::: Supplied material

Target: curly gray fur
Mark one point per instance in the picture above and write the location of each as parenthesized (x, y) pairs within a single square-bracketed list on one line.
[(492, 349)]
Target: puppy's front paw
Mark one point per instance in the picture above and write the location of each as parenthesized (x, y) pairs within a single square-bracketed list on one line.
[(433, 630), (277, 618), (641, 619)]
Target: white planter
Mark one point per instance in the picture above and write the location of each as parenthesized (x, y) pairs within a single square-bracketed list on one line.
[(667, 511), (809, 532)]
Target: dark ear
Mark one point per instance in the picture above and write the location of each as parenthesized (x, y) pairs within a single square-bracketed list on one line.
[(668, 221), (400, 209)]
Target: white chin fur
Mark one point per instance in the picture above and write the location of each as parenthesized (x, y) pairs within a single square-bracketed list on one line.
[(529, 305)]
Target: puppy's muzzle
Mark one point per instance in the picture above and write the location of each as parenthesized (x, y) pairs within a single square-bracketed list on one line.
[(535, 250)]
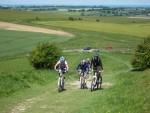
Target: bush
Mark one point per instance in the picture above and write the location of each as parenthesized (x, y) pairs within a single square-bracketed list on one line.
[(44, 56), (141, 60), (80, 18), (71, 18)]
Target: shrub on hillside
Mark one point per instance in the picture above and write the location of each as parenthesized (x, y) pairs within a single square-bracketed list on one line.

::::::

> [Aim of the task]: Can you rewrite all the lines above, requests included, scaling every point coordinate in the answers by 0.9 and rounding each to a whole number, with halves rounded up? Leave the pictures out of your answer.

> [Correct output]:
Target: curly gray fur
Mark one point per instance in the picture above and write the location of each as parenthesized (x, y) pairs within a single square-bracketed list on one line.
[(443, 314)]
Target: puppy's front paw
Mark one point per instance in the picture above and write the location of each as parenthesized (x, y) pairs within a single square-bracketed list on one line.
[(390, 567), (249, 556), (577, 557)]
Target: white planter
Mark one point per instance in the picture above and write the location of each as parenthesized (x, y) pairs within a single square-bracketed list on one line.
[(600, 460), (728, 479)]
Target: dark ear
Mark one point per instance in the picture above and write the location of each as parenthesized (x, y) pairs within a single square-bracketed list on one line.
[(601, 199), (360, 188)]
Target: white chin fur
Mark one point per instance in the picture above and write the location of each as parenthesized (x, y) pairs within a single square-bracketed list on one line.
[(476, 275)]
Target: puppy's muzzle
Mark one point per instance in the picture above and write the location of each as parenthesized (x, y) pairs within a single square-bracketed list on one line.
[(482, 225)]
Target: bush
Mark one point per instance in the picture above and write the location of each as parenthesized (x, y) pairs within a single square-bracketed list on one line.
[(40, 50), (127, 54), (72, 16), (64, 16)]
Target: shrub on hillside
Mark one point per instance in the picture above and write the location of each as parenthesized (x, y) pairs within a single square-bracketed list on one line.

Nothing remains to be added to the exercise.